PASSAGE PROVIDED:
Start of Block
Last year, the 27th Conference of the Parties (COP27) for climate change agreed to establish a loss and damage (L&D) finance facility to support the recovery from loss and damage caused by the increasing impacts of climate change. The decision to establish an L&D fund can be regarded as just a political win; it is not a climate win yet.
COP27 established a 24-member Transitional Committee to develop a framework to operationalise the L&D facility, to be adopted at COP28 in Dubai this year. The framework is expected to include the approaches, modalities and sources to capitalise this finance facility.
A number of funding proposals have been made by different parties and agencies of the United Nations Framework Convention on Climate Change (UNFCCC), including the G20 Ministers and the UN Secretary-General’s Advisory Group on Climate Financing, over the last 15 years. They included new and innovative avenues such as financial transaction tax, air passenger levy, levy on military expenditures, etc. This is because public financing from developed countries will never be sufficient for this purpose. Funding mechanisms that are independent of public treasuries of the developed countries can substantially complement the mobilisation of L&D funds.
The COP27 decision also indicates exploring innovative financing options. However, the current international environment is not very conducive for minimum public financing because of the global pandemic fallout as well as the ongoing war in Ukraine. The procrastination of politicking to mobilise the long-pledged USD 100 billion support is a case in point.
End of Block
THE DATA:
Start of Block
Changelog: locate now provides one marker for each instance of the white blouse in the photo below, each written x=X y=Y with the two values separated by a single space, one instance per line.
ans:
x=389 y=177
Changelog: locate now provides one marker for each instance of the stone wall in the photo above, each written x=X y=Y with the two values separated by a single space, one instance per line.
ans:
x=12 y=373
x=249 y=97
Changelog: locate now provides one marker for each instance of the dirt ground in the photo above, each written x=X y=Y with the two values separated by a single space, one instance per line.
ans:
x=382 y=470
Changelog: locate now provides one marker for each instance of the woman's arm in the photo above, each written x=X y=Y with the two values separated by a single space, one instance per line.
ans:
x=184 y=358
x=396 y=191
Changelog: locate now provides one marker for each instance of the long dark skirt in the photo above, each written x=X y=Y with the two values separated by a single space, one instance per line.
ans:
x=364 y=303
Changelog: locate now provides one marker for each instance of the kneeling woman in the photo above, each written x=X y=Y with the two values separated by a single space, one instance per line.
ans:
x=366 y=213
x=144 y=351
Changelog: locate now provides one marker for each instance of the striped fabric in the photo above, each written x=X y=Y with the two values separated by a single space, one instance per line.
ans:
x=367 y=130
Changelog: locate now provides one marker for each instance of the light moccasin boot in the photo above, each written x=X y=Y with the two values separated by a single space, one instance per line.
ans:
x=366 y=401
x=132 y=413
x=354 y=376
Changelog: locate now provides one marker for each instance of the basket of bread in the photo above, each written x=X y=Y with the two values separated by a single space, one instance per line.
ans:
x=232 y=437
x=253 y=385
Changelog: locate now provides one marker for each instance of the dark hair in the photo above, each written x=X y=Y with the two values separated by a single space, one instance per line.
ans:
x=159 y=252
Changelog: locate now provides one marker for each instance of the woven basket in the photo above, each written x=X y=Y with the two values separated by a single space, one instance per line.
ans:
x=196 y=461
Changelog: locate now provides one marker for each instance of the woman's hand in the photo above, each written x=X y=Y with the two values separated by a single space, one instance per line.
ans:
End of Block
TASK INSTRUCTIONS:
(1) Repeat the text on loss and damage finance word for word, from "Last year, the" up to and including "this finance facility.".
(2) Decide whether each statement below agrees with the text on loss and damage finance, and answer yes or no, quoting the words from that text that decide it. (a) COP27 set up a committee with 24 members to develop a framework for the loss and damage facility. (b) Public financing from developed countries is expected to be sufficient to fund the facility. (c) The framework is to be adopted at COP28 in Dubai.

YOUR WRITTEN ANSWERS:
(1)
Last year, the 27th Conference of the Parties (COP27) for climate change agreed to establish a loss and damage (L&D) finance facility to support the recovery from loss and damage caused by the increasing impacts of climate change. The decision to establish an L&D fund can be regarded as just a political win; it is not a climate win yet.
COP27 established a 24-member Transitional Committee to develop a framework to operationalise the L&D facility, to be adopted at COP28 in Dubai this year. The framework is expected to include the approaches, modalities and sources to capitalise this finance facility.

(2)
(a) Yes: "COP27 established a 24-member Transitional Committee to develop a framework to operationalise the L&D facility"
(b) No: "public financing from developed countries will never be sufficient for this purpose"
(c) Yes: "to be adopted at COP28 in Dubai this year"